• WRITTEN PROBLEM:
Please set down, word for word, the part of the Senegal travel passage starting at "Just a few hours" and ending at "to North Africa.".
--- START DOCUMENT PASSAGE ---
Working on a tree log in order to make a pirogue.

   From the moment we set foot in Senegal it was obvious that we had reached the Sub-Saharan Africa. The scenery of the desert gave its place to savannah, the locals with the Arabic characteristics were replaced by the black people of West Africa, while the culture that we encounter is much different.

The garbage cart going from house to house is quite a luxury in Africa…

   We made our first stop in Saint-Louis, where we were hosted by a French guy, Samuel, and his two Senegalese flatmates, Bouba and Baye. We are really grateful to these guys, as they made as forget all about our nasty experience at the border and took us straight into the essence of the Senegalese culture, just to make us realize that most of the Senegalese who do not wear a uniform are wonderful people, smiling, with great sense of humor and full of energy!

Studying the Quran outside the Grand Mosque of Saint-Louis.

   Just a few hours after having arrived in Saint-Louis, we took our motorcycles and went over some friends of these guys. Everybody was gathered in a room. Most of the people there were musicians, so it was not long before they took their guitars and drums and started playing. What a fascinating experience that was! Their music had such an energy… Here “Angie” and “Dust in the wind” were not part of the menu… Not that we don’t like these songs but these people were playing genuine African music and we were surprised to hear our beloved “Tajabone” of the Senegalese Ismaël Lô. The exceptional music of Senegal that you are most likely to listen to is called “mbalax”. It’s a mix of Cuban beat along with African drums! Men, women and children were dancing rapturously! We were struck by how much men and women are being mingled here. This is quite a difference compared to North Africa.
--- END DOCUMENT PASSAGE ---
--- START MATERIAL SUPPLIED ---
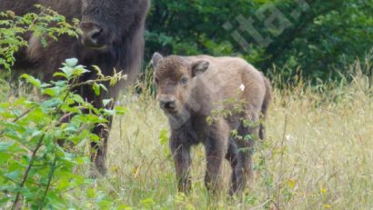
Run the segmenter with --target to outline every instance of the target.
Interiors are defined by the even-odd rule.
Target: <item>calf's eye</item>
[[[186,77],[183,77],[180,79],[180,84],[181,85],[186,85],[187,84],[187,78]]]

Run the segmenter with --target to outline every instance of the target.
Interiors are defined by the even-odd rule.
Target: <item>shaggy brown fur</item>
[[[230,193],[243,189],[251,175],[253,142],[256,136],[263,138],[261,122],[271,95],[268,80],[236,57],[162,57],[156,53],[152,61],[157,98],[171,126],[179,190],[190,190],[190,148],[198,143],[206,148],[207,187],[218,188],[222,161],[227,158],[233,169]],[[214,110],[226,114],[207,122]],[[232,136],[232,130],[237,130],[237,136]]]
[[[83,98],[93,102],[96,107],[103,107],[103,99],[116,100],[118,91],[136,78],[140,72],[144,52],[144,27],[149,0],[0,0],[0,11],[12,10],[16,15],[36,12],[34,5],[50,6],[67,20],[81,20],[82,35],[79,39],[63,35],[58,42],[50,42],[43,47],[38,38],[27,35],[28,49],[16,55],[15,72],[25,71],[32,75],[41,73],[44,80],[52,75],[66,58],[76,57],[81,65],[91,68],[97,65],[106,75],[112,75],[114,69],[127,75],[127,81],[106,87],[100,96],[96,96],[90,86],[76,92]],[[82,80],[96,77],[94,71]],[[109,120],[109,126],[111,120]],[[92,143],[91,159],[98,171],[106,174],[106,155],[108,131],[97,126],[94,132],[101,136],[102,144]]]

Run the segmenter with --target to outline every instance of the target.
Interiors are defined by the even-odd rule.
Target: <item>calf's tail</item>
[[[267,111],[268,110],[269,104],[272,98],[272,87],[269,80],[263,75],[263,80],[266,86],[266,95],[264,96],[262,109],[261,109],[261,117],[260,117],[260,125],[259,125],[259,138],[264,140],[266,128],[264,126],[264,120],[266,119]]]

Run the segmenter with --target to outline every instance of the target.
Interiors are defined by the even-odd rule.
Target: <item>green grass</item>
[[[227,188],[217,197],[206,191],[202,146],[193,150],[193,191],[178,194],[166,118],[154,98],[127,94],[128,114],[114,120],[107,177],[64,197],[78,209],[372,209],[373,89],[355,72],[343,85],[274,90],[254,178],[235,198],[227,195]]]

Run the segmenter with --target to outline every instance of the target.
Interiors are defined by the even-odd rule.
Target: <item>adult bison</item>
[[[78,39],[63,35],[47,47],[43,47],[36,36],[28,35],[29,47],[16,55],[15,71],[32,70],[31,73],[42,73],[45,80],[50,80],[65,59],[76,57],[86,66],[99,66],[106,75],[112,75],[114,69],[126,74],[126,82],[107,85],[107,93],[100,96],[96,96],[89,87],[78,90],[96,107],[103,106],[103,99],[116,99],[118,90],[139,73],[148,0],[0,0],[0,11],[11,10],[22,15],[35,12],[35,4],[51,7],[67,20],[80,19],[82,35]],[[92,72],[83,79],[96,76]],[[105,175],[108,131],[97,125],[94,133],[101,137],[101,143],[91,143],[91,159],[98,172]]]
[[[190,148],[198,143],[206,149],[207,187],[217,189],[227,158],[233,171],[230,193],[243,189],[251,175],[253,141],[263,138],[261,121],[271,95],[268,80],[236,57],[155,54],[152,63],[157,98],[171,127],[179,190],[191,187]]]

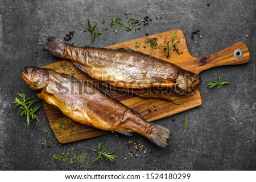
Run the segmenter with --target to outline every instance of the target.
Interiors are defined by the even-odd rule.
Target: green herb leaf
[[[135,47],[136,47],[136,48],[138,48],[141,46],[141,43],[139,42],[136,42],[136,43],[137,44],[135,45]]]
[[[218,74],[218,73],[217,73],[217,74],[218,75],[218,82],[220,83],[220,74]]]
[[[98,143],[98,151],[99,151],[100,149],[101,149],[101,143]]]
[[[212,82],[212,83],[208,83],[207,85],[210,86],[210,87],[209,88],[212,88],[212,87],[213,87],[214,86],[217,86],[216,89],[218,89],[220,87],[221,87],[222,86],[223,86],[224,84],[229,83],[229,82],[220,82],[221,77],[220,77],[220,74],[217,73],[217,75],[218,75],[218,81],[214,81],[214,82]]]
[[[92,43],[93,43],[93,41],[94,41],[95,37],[98,35],[101,35],[101,33],[99,32],[97,32],[97,23],[96,23],[93,26],[92,28],[90,26],[90,20],[89,18],[87,19],[87,22],[88,23],[88,27],[87,27],[87,29],[89,31],[92,33]]]
[[[180,54],[180,53],[177,50],[177,48],[176,47],[176,44],[174,45],[174,48],[175,49],[176,52],[179,54]]]
[[[98,145],[98,149],[94,150],[93,149],[93,151],[97,153],[98,154],[98,156],[93,160],[94,162],[98,160],[98,159],[101,159],[102,162],[104,162],[105,163],[108,159],[109,159],[111,162],[113,162],[115,158],[117,158],[117,156],[112,155],[113,152],[109,152],[107,153],[108,150],[108,142],[106,144],[105,147],[104,149],[101,151],[101,143],[99,143]],[[102,156],[103,155],[104,159],[102,158]]]
[[[19,109],[18,111],[18,118],[19,118],[19,116],[26,115],[27,126],[28,126],[30,123],[30,117],[31,117],[33,120],[35,118],[36,121],[39,122],[39,120],[35,115],[35,112],[38,111],[41,106],[36,106],[34,108],[32,107],[32,104],[38,101],[28,101],[30,98],[26,99],[25,94],[19,93],[17,93],[17,94],[20,96],[20,98],[15,98],[14,103],[16,104],[14,108],[18,105],[19,105]]]
[[[89,28],[89,29],[90,29],[90,20],[89,19],[89,18],[87,19],[87,23],[88,23],[88,28]],[[87,29],[88,29],[88,28],[87,28]]]
[[[188,130],[188,126],[187,125],[187,120],[188,119],[188,116],[186,116],[186,117],[185,118],[185,120],[184,121],[184,125],[185,126],[185,128],[186,129],[186,130]]]
[[[174,44],[174,37],[175,36],[175,35],[176,33],[177,33],[177,31],[175,31],[175,32],[174,32],[174,35],[172,35],[172,44]]]

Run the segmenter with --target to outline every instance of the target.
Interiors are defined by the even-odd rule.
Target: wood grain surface
[[[179,54],[171,48],[170,57],[167,58],[166,52],[162,46],[166,45],[166,37],[167,41],[171,43],[174,33],[177,31],[174,42],[181,54]],[[158,44],[158,48],[154,49],[147,41],[147,39],[154,39]],[[137,43],[141,45],[136,48]],[[171,43],[170,43],[171,44]],[[111,49],[129,48],[136,51],[150,54],[164,61],[171,62],[188,71],[199,74],[202,71],[212,67],[238,65],[247,62],[250,60],[250,54],[245,43],[240,42],[220,51],[216,53],[196,58],[192,57],[188,52],[184,33],[181,30],[170,31],[138,39],[130,40],[107,47]],[[237,49],[242,51],[243,54],[240,58],[234,56],[234,52]],[[54,69],[57,72],[73,75],[81,80],[86,79],[88,76],[76,68],[72,62],[63,60],[53,63],[43,67]],[[142,117],[145,117],[148,121],[167,117],[174,114],[198,107],[202,104],[202,100],[199,89],[197,88],[189,95],[176,96],[174,101],[183,103],[175,105],[170,101],[144,99],[130,94],[123,92],[111,93],[113,97],[121,103],[137,111]],[[43,101],[43,107],[49,124],[57,141],[61,143],[66,143],[81,139],[94,137],[109,133],[109,132],[92,128],[82,125],[73,121],[64,116],[60,111]],[[151,110],[148,112],[148,109]]]

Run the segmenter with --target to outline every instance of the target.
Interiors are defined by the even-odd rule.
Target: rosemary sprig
--- END MATERIAL SUPPLIED ---
• EXERCISE ANSWER:
Just a few hours after having arrived in Saint-Louis, we took our motorcycles and went over some friends of these guys. Everybody was gathered in a room. Most of the people there were musicians, so it was not long before they took their guitars and drums and started playing. What a fascinating experience that was! Their music had such an energy… Here “Angie” and “Dust in the wind” were not part of the menu… Not that we don’t like these songs but these people were playing genuine African music and we were surprised to hear our beloved “Tajabone” of the Senegalese Ismaël Lô. The exceptional music of Senegal that you are most likely to listen to is called “mbalax”. It’s a mix of Cuban beat along with African drums! Men, women and children were dancing rapturously! We were struck by how much men and women are being mingled here. This is quite a difference compared to North Africa.